## Obiettivo
Estrai tutti i dati riportati di seguito e trascrivili riga per riga, senza alcuna modifica.
──────────────────────────────
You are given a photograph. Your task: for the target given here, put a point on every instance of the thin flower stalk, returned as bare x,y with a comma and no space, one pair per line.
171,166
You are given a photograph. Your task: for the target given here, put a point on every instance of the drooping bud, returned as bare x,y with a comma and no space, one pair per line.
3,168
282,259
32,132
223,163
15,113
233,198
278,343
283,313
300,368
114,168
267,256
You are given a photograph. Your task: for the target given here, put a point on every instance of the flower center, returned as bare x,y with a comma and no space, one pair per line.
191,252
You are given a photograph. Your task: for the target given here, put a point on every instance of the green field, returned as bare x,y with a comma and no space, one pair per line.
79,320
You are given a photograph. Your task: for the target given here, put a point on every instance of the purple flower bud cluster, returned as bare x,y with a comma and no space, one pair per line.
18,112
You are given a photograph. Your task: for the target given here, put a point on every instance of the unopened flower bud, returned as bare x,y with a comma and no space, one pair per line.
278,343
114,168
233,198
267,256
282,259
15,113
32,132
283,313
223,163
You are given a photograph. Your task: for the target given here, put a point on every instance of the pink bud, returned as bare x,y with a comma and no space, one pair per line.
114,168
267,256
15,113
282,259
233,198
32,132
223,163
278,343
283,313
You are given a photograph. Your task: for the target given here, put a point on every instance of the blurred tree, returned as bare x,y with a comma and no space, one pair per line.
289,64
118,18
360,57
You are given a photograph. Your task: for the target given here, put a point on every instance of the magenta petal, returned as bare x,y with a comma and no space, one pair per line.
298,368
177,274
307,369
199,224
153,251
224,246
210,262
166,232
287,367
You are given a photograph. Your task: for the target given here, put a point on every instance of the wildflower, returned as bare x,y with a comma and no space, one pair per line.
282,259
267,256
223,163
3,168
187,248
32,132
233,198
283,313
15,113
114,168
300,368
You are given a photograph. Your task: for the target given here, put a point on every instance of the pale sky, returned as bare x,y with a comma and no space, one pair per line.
──────────────────────────────
## Risultato del compito
You are given a photograph. Your task: for the target given here, put a point on every instance of the thin flower stalk, returned as bare x,y with a comma and no space, one pair per line.
171,166
You are given a photograph. Your task: for the target given here, put a point on every instance of the drooping bud, returned as bare x,y with a comma and no space, one pair per line.
3,168
282,259
32,132
223,163
15,113
233,198
278,343
283,313
300,368
114,168
267,256
You are given a photograph. Your task: for the target given here, put a point on every instance of the flower center, returned as bare x,y with a comma and no space, one pair per line.
191,252
You are given a photograph. Your task: for the target given here, put a point on every instance of the green field, returned as bare x,y with a comma and no space, one pair per line.
79,320
You are given a photograph. Your task: for the target given here, put a point on every instance of the purple flower bud cluster, returned as bare x,y with a comma and no space, one pair per line.
18,112
You are given a photograph. Your task: for the target given here, put a point on every instance of the unopened flower bud, returned as bare x,y with a comma and no space, one pair per line.
278,343
114,168
233,198
267,256
282,259
15,113
32,132
283,313
223,163
You are given a photograph. Your task: for the target given here, put a point on every instance of the pink bud, returned as bare x,y with a comma and no space, one pair per line.
114,168
267,256
15,113
282,259
233,198
32,132
223,163
278,343
283,313
You are given a photograph. Your task: for the target given here, put a point on every instance of the blurred tree, returned as bare x,y with a comma and no space, one pair per line.
289,64
118,18
360,57
You are given a photograph. Your task: for the target given here, put a point on every instance of the magenta petal, returned as bare x,y with a comma and no space, one pair per line.
298,368
177,274
307,369
199,224
153,251
224,246
210,262
166,232
287,367
You are given a photograph. Your task: for the target given here, put a point on every instance of the wildflower, returned as bare x,y with a comma and no space, one pair per line.
282,259
267,256
223,163
3,168
187,248
32,132
233,198
283,313
15,113
114,168
300,368
You are given a photograph. Your task: for the target given here, put a point on every instance of the pale sky, returned as bare x,y with a comma and no space, one pair per line.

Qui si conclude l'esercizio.